··· Source passage

For things changed and the euro, let us say, went out of fashion. The wisdom of staying outside that monetary union became apparent to about 99 per cent of the population, in Scotland as in the rest of the United Kingdom. “Scotland in the euro” became an unsaleable proposition.

But our Nationalist friends are nothing if not flexible. Having adjudged that floating the groat would not do much for their credibility either, they were left with only one option. So, they came up with a brilliant new policy. The millstone would be transformed into a life-raft. The pound sterling would be Scotland’s future. Needless to say, they did not ask anyone else if they thought this might be such a great idea, far less consider their legitimate interests. The fact that the pound sterling is the currency of the state from which they are seeking to secede may seem to lesser mortals like a significant inconvenience. But not to those who just make it up as they go along.

In the same way as with membership of the European Union, the SNP has proceeded on the basis of assertion. If it said often enough and bombastically enough that Scotland would have automatic membership of the EU, then surely it must be true? And, for good measure, it alone could walk in without joining the euro.

······
··· Supplied records

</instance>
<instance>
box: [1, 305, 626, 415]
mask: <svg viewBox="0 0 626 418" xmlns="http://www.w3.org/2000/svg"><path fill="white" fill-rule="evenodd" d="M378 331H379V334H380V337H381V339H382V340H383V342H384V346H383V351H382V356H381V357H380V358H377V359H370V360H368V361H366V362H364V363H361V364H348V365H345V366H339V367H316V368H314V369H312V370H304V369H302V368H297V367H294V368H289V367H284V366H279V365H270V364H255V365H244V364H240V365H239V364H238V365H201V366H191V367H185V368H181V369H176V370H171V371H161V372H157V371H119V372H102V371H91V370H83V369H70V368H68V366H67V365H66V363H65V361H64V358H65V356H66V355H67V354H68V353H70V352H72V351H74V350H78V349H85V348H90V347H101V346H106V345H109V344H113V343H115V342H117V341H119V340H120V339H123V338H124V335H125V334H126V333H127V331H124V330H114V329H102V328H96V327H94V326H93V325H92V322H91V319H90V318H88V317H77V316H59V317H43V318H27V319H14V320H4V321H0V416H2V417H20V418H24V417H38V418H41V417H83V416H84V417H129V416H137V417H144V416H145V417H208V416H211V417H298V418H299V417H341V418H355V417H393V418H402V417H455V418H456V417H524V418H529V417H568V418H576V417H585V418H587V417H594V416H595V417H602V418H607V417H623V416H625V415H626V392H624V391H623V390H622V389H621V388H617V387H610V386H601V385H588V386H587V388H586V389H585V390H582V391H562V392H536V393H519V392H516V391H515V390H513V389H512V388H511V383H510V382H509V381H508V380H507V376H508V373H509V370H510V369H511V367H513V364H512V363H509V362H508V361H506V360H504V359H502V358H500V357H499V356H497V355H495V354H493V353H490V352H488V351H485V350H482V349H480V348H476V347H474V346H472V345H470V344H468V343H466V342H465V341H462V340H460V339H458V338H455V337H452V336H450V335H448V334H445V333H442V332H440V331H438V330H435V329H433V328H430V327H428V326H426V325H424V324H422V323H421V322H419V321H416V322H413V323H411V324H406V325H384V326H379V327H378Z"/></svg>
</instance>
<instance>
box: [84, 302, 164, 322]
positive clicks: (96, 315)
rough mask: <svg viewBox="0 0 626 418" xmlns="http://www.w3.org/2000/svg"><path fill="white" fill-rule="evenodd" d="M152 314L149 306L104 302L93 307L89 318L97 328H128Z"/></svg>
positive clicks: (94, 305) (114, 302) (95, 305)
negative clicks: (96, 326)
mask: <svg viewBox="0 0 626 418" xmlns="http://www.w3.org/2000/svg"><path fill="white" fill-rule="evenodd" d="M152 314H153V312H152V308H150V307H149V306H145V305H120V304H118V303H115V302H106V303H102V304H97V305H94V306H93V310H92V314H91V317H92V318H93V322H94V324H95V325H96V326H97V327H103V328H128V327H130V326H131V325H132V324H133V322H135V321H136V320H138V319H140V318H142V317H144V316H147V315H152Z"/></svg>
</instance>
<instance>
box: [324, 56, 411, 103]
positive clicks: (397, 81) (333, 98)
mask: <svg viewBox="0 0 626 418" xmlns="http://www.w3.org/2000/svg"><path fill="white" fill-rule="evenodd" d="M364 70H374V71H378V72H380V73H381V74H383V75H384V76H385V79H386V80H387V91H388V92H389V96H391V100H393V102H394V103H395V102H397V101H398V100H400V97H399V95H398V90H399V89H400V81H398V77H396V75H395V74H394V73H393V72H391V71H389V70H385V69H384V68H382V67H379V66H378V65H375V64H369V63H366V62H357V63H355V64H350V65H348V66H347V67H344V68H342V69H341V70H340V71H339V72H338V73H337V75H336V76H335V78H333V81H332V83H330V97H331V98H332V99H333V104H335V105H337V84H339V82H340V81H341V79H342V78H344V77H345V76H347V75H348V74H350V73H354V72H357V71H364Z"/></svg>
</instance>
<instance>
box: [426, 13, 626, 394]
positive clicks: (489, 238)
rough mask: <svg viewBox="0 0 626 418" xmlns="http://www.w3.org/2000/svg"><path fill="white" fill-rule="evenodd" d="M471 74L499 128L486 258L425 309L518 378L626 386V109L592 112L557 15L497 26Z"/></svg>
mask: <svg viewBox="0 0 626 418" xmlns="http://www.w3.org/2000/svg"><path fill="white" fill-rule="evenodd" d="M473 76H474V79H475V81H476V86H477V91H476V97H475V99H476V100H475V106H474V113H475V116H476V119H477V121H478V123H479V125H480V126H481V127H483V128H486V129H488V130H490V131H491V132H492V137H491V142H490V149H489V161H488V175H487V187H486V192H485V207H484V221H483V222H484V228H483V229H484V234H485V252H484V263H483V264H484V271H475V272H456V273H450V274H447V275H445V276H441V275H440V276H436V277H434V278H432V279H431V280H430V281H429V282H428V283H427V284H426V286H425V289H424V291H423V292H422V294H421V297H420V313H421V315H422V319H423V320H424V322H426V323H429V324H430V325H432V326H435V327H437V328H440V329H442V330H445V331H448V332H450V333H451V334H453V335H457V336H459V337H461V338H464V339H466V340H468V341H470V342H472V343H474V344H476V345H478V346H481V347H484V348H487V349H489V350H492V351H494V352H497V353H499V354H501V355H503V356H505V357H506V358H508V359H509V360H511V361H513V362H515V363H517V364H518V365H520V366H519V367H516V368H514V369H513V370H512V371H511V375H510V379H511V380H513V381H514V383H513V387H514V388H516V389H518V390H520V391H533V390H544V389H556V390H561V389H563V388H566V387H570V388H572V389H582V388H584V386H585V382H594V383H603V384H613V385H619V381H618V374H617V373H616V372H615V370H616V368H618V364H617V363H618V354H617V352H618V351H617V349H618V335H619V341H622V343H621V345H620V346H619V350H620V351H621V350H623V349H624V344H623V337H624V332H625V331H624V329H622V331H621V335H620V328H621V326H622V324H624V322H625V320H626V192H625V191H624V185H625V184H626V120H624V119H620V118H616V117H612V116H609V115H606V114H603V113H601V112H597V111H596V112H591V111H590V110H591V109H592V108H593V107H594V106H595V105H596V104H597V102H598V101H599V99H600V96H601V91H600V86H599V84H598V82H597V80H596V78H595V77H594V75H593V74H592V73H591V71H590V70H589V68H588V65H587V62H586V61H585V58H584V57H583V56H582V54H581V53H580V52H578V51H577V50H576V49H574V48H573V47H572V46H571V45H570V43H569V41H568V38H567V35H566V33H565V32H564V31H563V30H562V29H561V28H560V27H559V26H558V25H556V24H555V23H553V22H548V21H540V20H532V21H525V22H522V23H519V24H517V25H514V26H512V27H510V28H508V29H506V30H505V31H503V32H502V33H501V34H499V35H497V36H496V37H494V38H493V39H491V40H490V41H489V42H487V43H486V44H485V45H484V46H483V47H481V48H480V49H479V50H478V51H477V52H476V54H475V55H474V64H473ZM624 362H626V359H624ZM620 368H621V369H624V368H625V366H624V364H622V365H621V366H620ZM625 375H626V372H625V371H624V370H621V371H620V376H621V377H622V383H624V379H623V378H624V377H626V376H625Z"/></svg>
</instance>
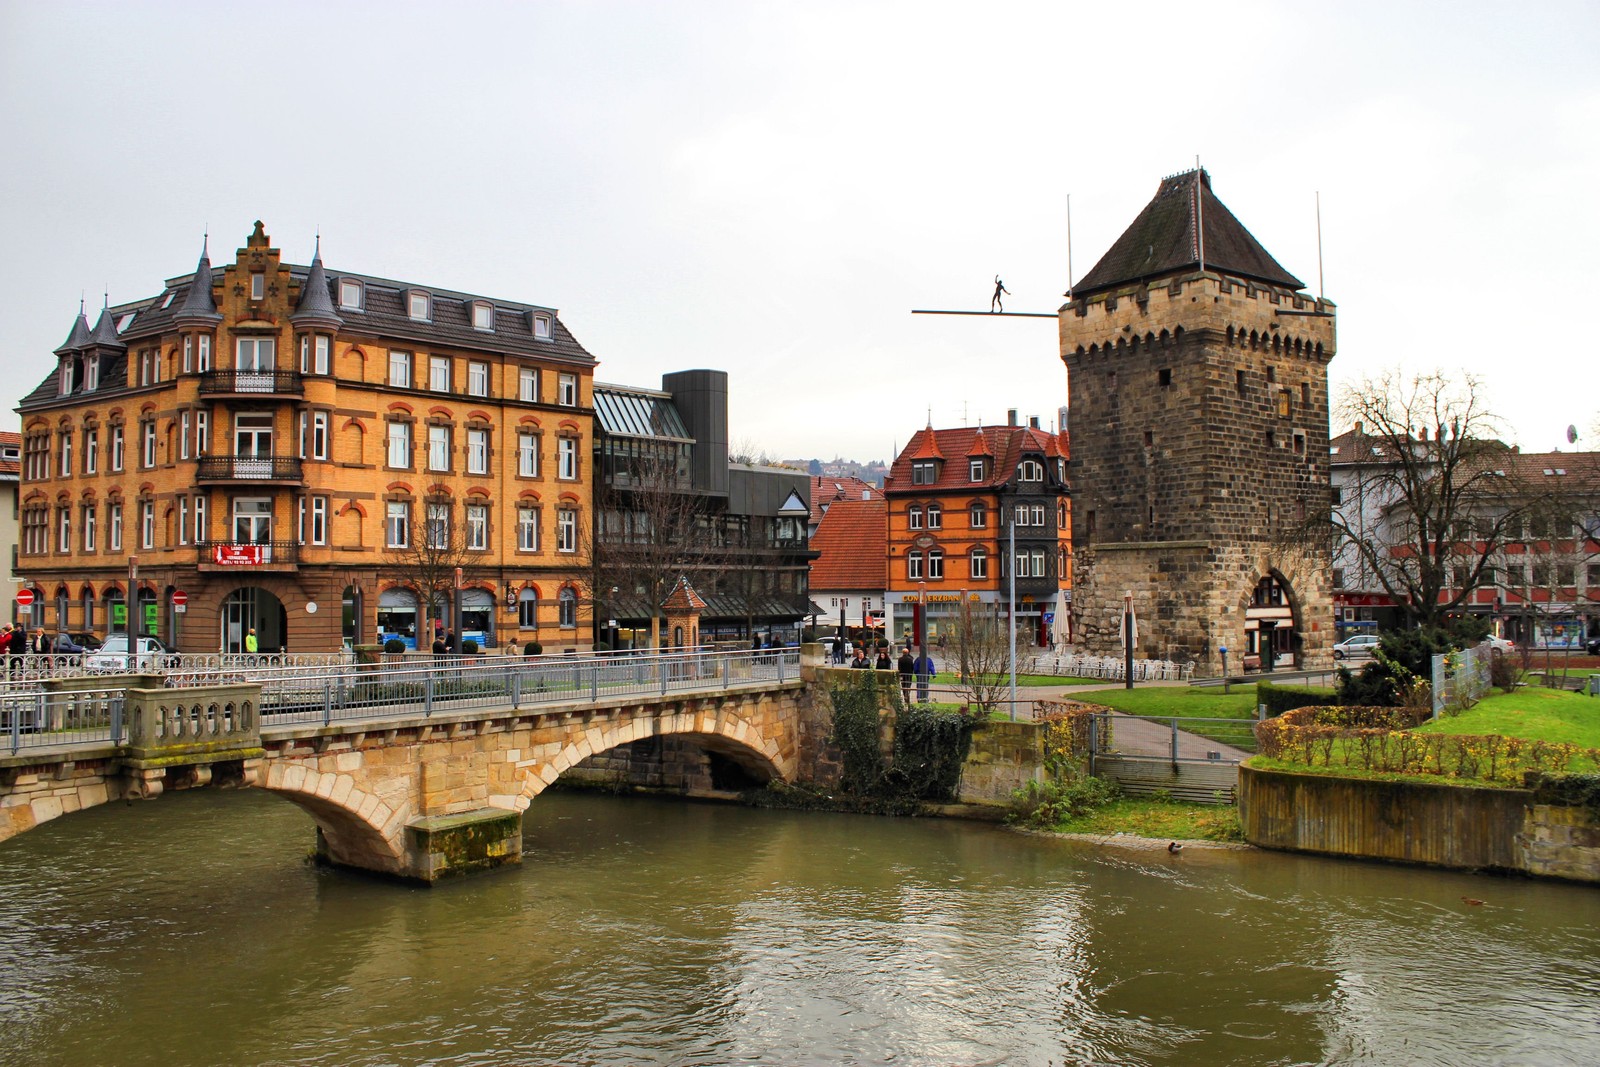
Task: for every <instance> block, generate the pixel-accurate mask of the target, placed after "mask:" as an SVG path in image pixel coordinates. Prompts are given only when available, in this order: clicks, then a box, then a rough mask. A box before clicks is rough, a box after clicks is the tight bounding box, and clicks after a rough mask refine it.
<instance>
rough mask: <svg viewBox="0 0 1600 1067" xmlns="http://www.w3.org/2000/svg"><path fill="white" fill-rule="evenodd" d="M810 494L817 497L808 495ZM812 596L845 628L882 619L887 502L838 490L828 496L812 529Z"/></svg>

······

◆ **Required actions**:
- A) In the passage on Scottish independence, about what share of the population came to see the wisdom of staying outside the euro?
- B) Continue the passage on Scottish independence from its last sentence.

◆ **Results of the exercise**:
- A) About 99 per cent.

- B)
Much the same farce is being played out over Nato, the object of so much Nationalist virulence over the past half century during which they opposed just about very action, however humane, that was ever undertaken. Now the policy has changed and again we were told an independent Scotland would automatically be ushered in. That, too, has been confirmed as a baseless assertion.

Now the SNP has gone for the hat-trick on arguably the biggest issue of the lot. Claiming that Scotland would, by right, retain the pound sterling is rapidly being exposed as just as big a fallacy as the other two. And the question then arises of why a separatist movement would want to retain the currency of the state which it is so desperate to leave? The obvious next question is: why bother leaving?

It may not be the most inspiring slogan, but the SNP is now fighting under the policy of taking Scotland to the same status that the Republic of Ireland decided to escape from 30 years ago. The Irish decided that, as a separate state with a very different economy from the UK, it no longer made sense to be tied to sterling.

So, first it created its own currency – remember the punt? –and then, with a great sigh of relief, it joined the euro when it came along. So, there is nothing new about what the Nationalists are advocating. Ireland has been there and found it such an unsatisfactory arrangement that it chose to get rid of it. Why on earth should Scotland opt to go down the same path in the full knowledge of where it led?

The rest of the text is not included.